• PROVIDED PASSAGE:
This study develops biphasic hyaluronic acid (HA) dermal filler formulations that combine a cross-linked HA microparticulate phase with a citric-acid–modified non-cross-linked HA phase to tune rheological behavior while reducing reliance on more toxic cross-linking chemistries. The authors prepared non-cross-linked HA fractions (23 mg/mL) modified with 4–12% (w/w) citric acid (CA) and a cross-linked HA gel synthesized using 6% (w/w) BDDE, which was then microparticulated. These phases were reconstituted at 5–15% (w/w) non-cross-linked fraction to generate 15 biphasic gels and evaluate how CA content and steam sterilization influence material properties. Rheology (cone–plate rheometry at 37 °C) showed that biphasic formulations exhibited more solid-like viscoelastic behavior than either phase alone, and steam sterilization generally reduced elastic modulus—except for the optimized formulation BP-E-10-S, which retained favorable rheology (reported G′, G″, complex viscosity, and phase angle values) and was selected as the final candidate. Biocompatibility testing demonstrated high L929 cell viability and nonirritant in vivo implantation outcomes per ISO 10993 standards, supporting the formulation’s safety profile for soft tissue augmentation applications.
CELLSCALE INSTRUMENT USED
UniVert
A CellScale UniVert Biomaterial Tester was used to perform a cohesivity (cohesiveness) “drop-test” style assessment under constant compression, in which gel samples were loaded via syringe between load cells and driven at a controlled speed until rupture/strand breakup. This UniVert-based cohesivity testing provided a mechanical integrity metric complementary to rheology, helping the authors quantify how CA-modified non-cross-linked fractions and biphasic architectures influence gel structural cohesion—an important functional parameter for dermal fillers related to shape retention, integrity under handling/injection, and resistance to fragmentation in tissue.

• GIVEN ENTRIES:
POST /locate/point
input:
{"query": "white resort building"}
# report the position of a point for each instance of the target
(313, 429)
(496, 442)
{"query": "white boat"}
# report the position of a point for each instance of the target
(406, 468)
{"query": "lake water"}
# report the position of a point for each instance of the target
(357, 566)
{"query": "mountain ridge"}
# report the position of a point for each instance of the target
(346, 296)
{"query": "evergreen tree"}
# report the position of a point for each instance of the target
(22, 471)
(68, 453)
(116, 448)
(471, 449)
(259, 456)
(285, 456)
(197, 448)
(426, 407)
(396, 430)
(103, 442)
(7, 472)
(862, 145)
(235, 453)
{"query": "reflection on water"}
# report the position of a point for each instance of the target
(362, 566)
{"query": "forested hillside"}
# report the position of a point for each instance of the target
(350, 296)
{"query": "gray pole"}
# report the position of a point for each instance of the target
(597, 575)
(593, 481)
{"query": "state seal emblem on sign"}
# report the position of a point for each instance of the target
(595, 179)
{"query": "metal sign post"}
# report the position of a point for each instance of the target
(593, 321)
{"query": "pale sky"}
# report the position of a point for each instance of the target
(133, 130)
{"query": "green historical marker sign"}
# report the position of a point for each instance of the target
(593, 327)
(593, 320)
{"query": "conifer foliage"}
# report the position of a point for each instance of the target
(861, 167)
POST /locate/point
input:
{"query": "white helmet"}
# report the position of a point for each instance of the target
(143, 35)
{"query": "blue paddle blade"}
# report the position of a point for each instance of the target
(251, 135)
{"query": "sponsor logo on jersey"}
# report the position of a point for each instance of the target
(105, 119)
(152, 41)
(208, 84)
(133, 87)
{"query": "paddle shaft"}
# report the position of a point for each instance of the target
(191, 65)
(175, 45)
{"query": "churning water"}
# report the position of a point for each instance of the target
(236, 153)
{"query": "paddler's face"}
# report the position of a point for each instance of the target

• WHAT TO DO:
- A) In the filler study summary, why was BP-E-10-S chosen as the final candidate? Answer in one to three sentences.
- B) Please repeat the filler study summary word for word, starting at "CELLSCALE INSTRUMENT USED" and ending at "fragmentation in tissue.".

• RESULTS BY TASK:
- A) Steam sterilization generally lowered the elastic modulus of the gels, but BP-E-10-S was the exception. It kept favorable rheology after sterilization, with reported G′, G″, complex viscosity, and phase angle values. For that reason it was selected as the final candidate.

- B)
CELLSCALE INSTRUMENT USED
UniVert
A CellScale UniVert Biomaterial Tester was used to perform a cohesivity (cohesiveness) “drop-test” style assessment under constant compression, in which gel samples were loaded via syringe between load cells and driven at a controlled speed until rupture/strand breakup. This UniVert-based cohesivity testing provided a mechanical integrity metric complementary to rheology, helping the authors quantify how CA-modified non-cross-linked fractions and biphasic architectures influence gel structural cohesion—an important functional parameter for dermal fillers related to shape retention, integrity under handling/injection, and resistance to fragmentation in tissue.